Task statement: Convert the part of the records that opens with the line containing "Target: dirt ground" and closes with the line containing "Now the dirt", both included, into a Markdown table with the columns No. and Line. Number each row and leave out any blank lines.

Mask labeling records:
___
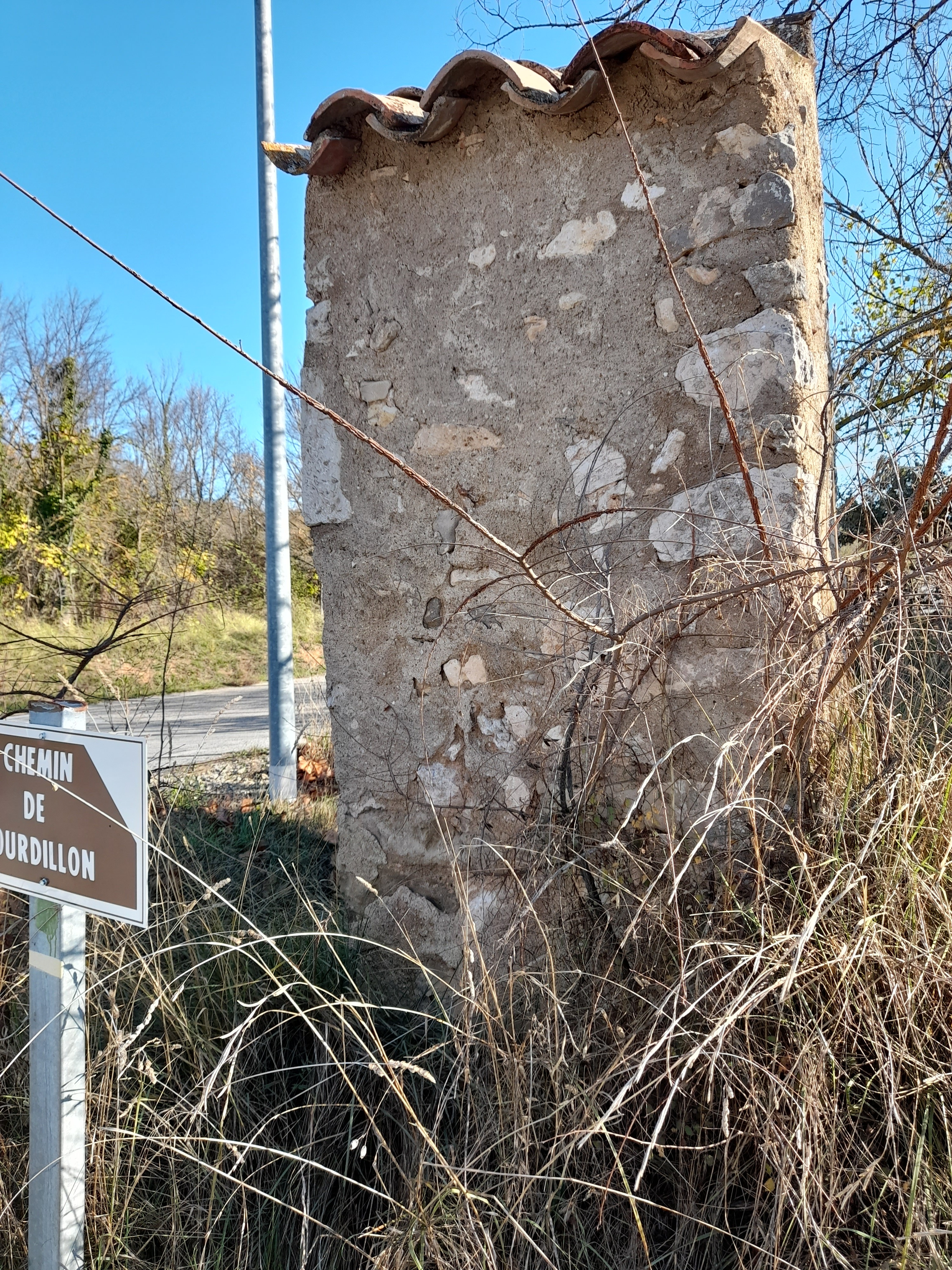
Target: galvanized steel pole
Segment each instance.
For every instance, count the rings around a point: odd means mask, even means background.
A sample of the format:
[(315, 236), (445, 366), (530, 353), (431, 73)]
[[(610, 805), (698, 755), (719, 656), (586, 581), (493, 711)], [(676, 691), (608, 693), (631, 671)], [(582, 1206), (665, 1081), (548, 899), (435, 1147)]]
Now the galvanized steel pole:
[[(30, 702), (38, 728), (86, 730), (86, 707)], [(29, 902), (29, 1270), (83, 1270), (86, 1208), (86, 914)]]
[[(274, 141), (272, 4), (255, 0), (255, 70), (258, 81), (258, 229), (261, 253), (261, 362), (284, 373), (281, 335), (281, 257), (278, 251), (278, 170), (261, 141)], [(288, 533), (288, 460), (284, 390), (263, 380), (264, 405), (264, 550), (268, 601), (268, 740), (273, 799), (297, 798), (294, 752), (294, 659), (291, 629), (291, 545)]]

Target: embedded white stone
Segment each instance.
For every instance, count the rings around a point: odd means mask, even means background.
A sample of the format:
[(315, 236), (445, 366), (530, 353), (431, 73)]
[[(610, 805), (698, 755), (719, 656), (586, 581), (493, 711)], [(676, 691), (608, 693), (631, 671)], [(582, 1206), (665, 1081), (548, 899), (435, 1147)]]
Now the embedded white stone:
[(360, 400), (368, 405), (372, 405), (374, 401), (386, 401), (390, 389), (390, 380), (364, 380), (360, 384)]
[(792, 225), (793, 216), (793, 187), (776, 171), (745, 185), (731, 203), (731, 220), (739, 230), (781, 229)]
[(330, 344), (334, 330), (330, 325), (330, 300), (319, 300), (305, 314), (307, 339), (312, 344)]
[(762, 146), (767, 146), (770, 157), (778, 163), (786, 163), (788, 168), (797, 165), (796, 130), (788, 123), (781, 132), (764, 136), (755, 132), (749, 123), (735, 123), (731, 128), (725, 128), (715, 135), (716, 145), (729, 155), (740, 155), (741, 159), (750, 156)]
[[(797, 464), (750, 469), (770, 549), (786, 546), (810, 555), (814, 544), (816, 481)], [(677, 564), (694, 556), (759, 554), (760, 538), (740, 472), (682, 490), (649, 527), (659, 560)]]
[(449, 555), (456, 546), (456, 527), (458, 523), (459, 517), (456, 512), (451, 512), (449, 508), (437, 512), (437, 517), (433, 521), (433, 533), (437, 542), (439, 542), (440, 555)]
[(526, 740), (532, 732), (532, 711), (528, 706), (506, 706), (505, 721), (517, 740)]
[[(572, 474), (572, 486), (578, 498), (585, 498), (593, 509), (616, 512), (625, 505), (632, 493), (626, 480), (625, 455), (607, 446), (598, 437), (576, 441), (565, 451)], [(600, 533), (614, 525), (612, 516), (600, 516), (590, 522), (592, 533)]]
[(706, 190), (692, 220), (673, 226), (665, 237), (671, 259), (677, 260), (732, 234), (781, 229), (795, 218), (793, 187), (786, 177), (767, 171), (740, 193), (729, 185)]
[[(320, 380), (305, 378), (310, 396), (324, 396)], [(340, 485), (340, 439), (326, 414), (301, 403), (301, 511), (306, 525), (343, 525), (350, 503)]]
[(673, 335), (678, 330), (678, 319), (674, 316), (674, 300), (665, 297), (655, 304), (655, 321), (658, 326)]
[(715, 133), (717, 149), (727, 155), (740, 155), (749, 159), (758, 146), (764, 145), (767, 137), (763, 132), (757, 132), (749, 123), (735, 123), (731, 128), (724, 128)]
[(495, 243), (490, 243), (489, 246), (475, 246), (472, 251), (470, 251), (470, 264), (476, 269), (487, 269), (495, 258)]
[(476, 715), (476, 726), (503, 753), (512, 754), (515, 749), (515, 740), (505, 719), (490, 719), (489, 715), (479, 714)]
[(754, 264), (744, 271), (744, 277), (762, 305), (776, 307), (787, 300), (806, 300), (806, 269), (801, 257)]
[(420, 763), (416, 779), (434, 806), (453, 806), (462, 798), (459, 776), (446, 763)]
[(489, 387), (481, 375), (461, 375), (456, 382), (471, 401), (479, 401), (481, 405), (504, 405), (508, 409), (515, 405), (515, 398), (503, 399)]
[(529, 314), (528, 318), (523, 318), (523, 326), (526, 328), (526, 337), (531, 344), (536, 343), (536, 339), (542, 334), (542, 331), (548, 326), (548, 320), (546, 318), (539, 318), (538, 314)]
[(671, 258), (677, 260), (687, 251), (726, 237), (734, 229), (730, 206), (735, 197), (736, 189), (729, 185), (706, 189), (692, 220), (668, 230), (665, 239)]
[(685, 441), (687, 436), (679, 428), (674, 428), (668, 433), (664, 438), (664, 444), (655, 455), (655, 461), (651, 464), (650, 470), (652, 476), (658, 476), (659, 472), (666, 472), (671, 464), (680, 458)]
[[(656, 202), (661, 194), (668, 193), (664, 185), (649, 185), (647, 187), (649, 198), (651, 202)], [(628, 184), (622, 190), (622, 207), (630, 207), (633, 212), (647, 211), (647, 199), (645, 198), (645, 192), (641, 188), (641, 183), (637, 180), (628, 182)]]
[(689, 264), (685, 271), (689, 278), (694, 282), (699, 282), (702, 287), (710, 287), (712, 282), (717, 282), (721, 276), (720, 269), (706, 269), (702, 264)]
[(510, 812), (524, 812), (532, 799), (532, 791), (522, 776), (513, 772), (503, 784), (503, 800)]
[(592, 255), (597, 246), (613, 237), (618, 226), (609, 211), (602, 211), (594, 218), (566, 221), (548, 246), (538, 253), (539, 260), (555, 260), (572, 255)]
[[(452, 664), (453, 664), (452, 662), (447, 662), (447, 665)], [(456, 662), (456, 664), (459, 665), (459, 662)], [(444, 672), (446, 668), (447, 667), (444, 665), (443, 667)], [(448, 674), (447, 678), (449, 679)], [(462, 665), (459, 665), (458, 681), (457, 683), (453, 685), (453, 687), (459, 687), (461, 683), (485, 683), (487, 678), (489, 676), (486, 674), (486, 663), (482, 660), (479, 653), (473, 653), (471, 657), (466, 658)], [(453, 681), (449, 679), (449, 682), (452, 683)]]
[(374, 401), (367, 408), (367, 422), (374, 428), (386, 428), (397, 417), (397, 408), (386, 401)]
[(390, 321), (378, 323), (371, 335), (371, 348), (374, 353), (386, 353), (393, 340), (400, 335), (400, 323), (392, 318)]
[[(731, 409), (749, 406), (772, 380), (782, 389), (815, 381), (810, 349), (796, 320), (776, 309), (704, 335), (704, 344)], [(711, 376), (701, 354), (692, 348), (678, 362), (675, 378), (698, 405), (718, 406)]]
[(489, 428), (467, 428), (463, 424), (424, 424), (414, 437), (414, 452), (442, 458), (446, 455), (499, 450), (503, 438)]

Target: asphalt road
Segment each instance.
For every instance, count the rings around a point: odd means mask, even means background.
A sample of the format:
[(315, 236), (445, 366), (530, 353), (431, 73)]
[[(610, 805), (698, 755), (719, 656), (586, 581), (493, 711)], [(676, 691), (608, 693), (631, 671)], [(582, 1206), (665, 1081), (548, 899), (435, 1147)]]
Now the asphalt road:
[[(324, 676), (294, 681), (296, 723), (301, 734), (330, 726)], [(10, 723), (25, 723), (15, 715)], [(122, 732), (149, 738), (149, 766), (203, 763), (245, 749), (268, 748), (268, 685), (170, 692), (165, 697), (133, 697), (89, 707), (90, 732)], [(160, 747), (161, 740), (161, 747)]]

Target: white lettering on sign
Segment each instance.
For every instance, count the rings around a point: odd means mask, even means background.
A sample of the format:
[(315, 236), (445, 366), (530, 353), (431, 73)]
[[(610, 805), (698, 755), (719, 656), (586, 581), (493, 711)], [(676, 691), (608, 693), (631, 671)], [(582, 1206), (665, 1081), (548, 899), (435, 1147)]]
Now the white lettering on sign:
[(15, 829), (0, 831), (0, 856), (8, 860), (20, 860), (24, 865), (38, 865), (51, 872), (69, 872), (77, 878), (80, 869), (83, 878), (89, 881), (96, 880), (96, 853), (95, 851), (83, 851), (79, 847), (67, 847), (63, 853), (62, 842), (53, 842), (51, 838), (27, 837)]
[(34, 749), (33, 745), (4, 745), (4, 767), (8, 772), (46, 776), (47, 780), (72, 785), (72, 754), (63, 749)]

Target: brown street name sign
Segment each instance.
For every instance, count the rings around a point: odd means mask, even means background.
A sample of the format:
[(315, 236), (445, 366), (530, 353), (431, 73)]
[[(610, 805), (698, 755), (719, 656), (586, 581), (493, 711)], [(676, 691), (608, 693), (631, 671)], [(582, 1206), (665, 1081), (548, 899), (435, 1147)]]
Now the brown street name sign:
[(146, 742), (0, 725), (0, 886), (147, 925)]

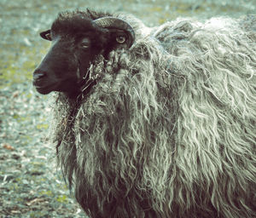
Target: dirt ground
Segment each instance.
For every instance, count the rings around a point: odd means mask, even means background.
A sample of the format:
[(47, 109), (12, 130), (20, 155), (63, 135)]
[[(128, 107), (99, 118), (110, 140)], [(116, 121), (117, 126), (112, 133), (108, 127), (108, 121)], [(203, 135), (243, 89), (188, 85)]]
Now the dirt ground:
[(255, 7), (256, 0), (0, 0), (0, 217), (84, 217), (48, 141), (50, 95), (32, 85), (49, 47), (38, 33), (58, 12), (123, 11), (152, 26), (178, 16), (238, 17)]

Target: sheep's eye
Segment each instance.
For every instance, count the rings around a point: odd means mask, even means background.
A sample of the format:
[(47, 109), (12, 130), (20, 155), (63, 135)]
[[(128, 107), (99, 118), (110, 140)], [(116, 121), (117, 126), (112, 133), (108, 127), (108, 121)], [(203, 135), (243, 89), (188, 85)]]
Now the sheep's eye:
[(45, 37), (46, 37), (48, 40), (51, 41), (51, 36), (50, 36), (50, 33), (45, 34)]
[(118, 36), (118, 37), (116, 37), (115, 40), (119, 44), (122, 44), (126, 41), (126, 37), (125, 36)]
[(81, 43), (81, 47), (82, 47), (83, 49), (88, 49), (88, 48), (90, 47), (90, 44), (89, 44), (89, 43)]
[(90, 40), (87, 37), (84, 38), (80, 43), (82, 49), (88, 49), (90, 46)]

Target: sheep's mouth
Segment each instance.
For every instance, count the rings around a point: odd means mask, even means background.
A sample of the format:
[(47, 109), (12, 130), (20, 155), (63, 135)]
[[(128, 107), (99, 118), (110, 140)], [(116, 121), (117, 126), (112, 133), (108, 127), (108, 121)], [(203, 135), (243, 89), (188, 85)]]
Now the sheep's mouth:
[(47, 95), (53, 91), (53, 86), (52, 85), (47, 85), (47, 86), (37, 86), (35, 85), (35, 88), (37, 91), (42, 95)]

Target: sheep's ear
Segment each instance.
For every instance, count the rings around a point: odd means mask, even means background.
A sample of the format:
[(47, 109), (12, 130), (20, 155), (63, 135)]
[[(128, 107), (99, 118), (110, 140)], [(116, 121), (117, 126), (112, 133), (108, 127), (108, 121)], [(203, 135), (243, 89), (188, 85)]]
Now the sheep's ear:
[(48, 30), (48, 31), (44, 31), (44, 32), (40, 32), (40, 36), (41, 36), (41, 37), (43, 37), (44, 39), (51, 41), (50, 30)]

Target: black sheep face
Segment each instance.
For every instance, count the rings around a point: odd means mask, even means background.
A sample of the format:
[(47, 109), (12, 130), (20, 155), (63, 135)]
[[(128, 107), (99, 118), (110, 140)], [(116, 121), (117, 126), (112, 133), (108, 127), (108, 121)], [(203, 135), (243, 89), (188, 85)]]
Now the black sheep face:
[(51, 29), (40, 35), (52, 42), (48, 54), (33, 72), (33, 85), (43, 95), (58, 91), (77, 96), (80, 93), (79, 84), (97, 54), (108, 58), (111, 50), (131, 46), (125, 30), (98, 26), (80, 14), (66, 20), (57, 18)]

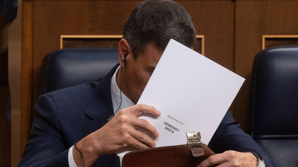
___
Expected output:
| No. | Line |
|---|---|
| 1 | Target: dirt ground |
| 2 | Segment each instance. |
| 3 | For every instance, count the rings around a point: odd means mask, even means background. |
| 4 | A sample of the format: |
| 5 | [(47, 109), (12, 130), (20, 155), (63, 135)] |
| 6 | [[(128, 107), (99, 118), (110, 140)], [(116, 121), (117, 126), (112, 133), (108, 127), (108, 121)], [(203, 135), (243, 89), (188, 85)]] |
| 7 | Now the dirt ground: |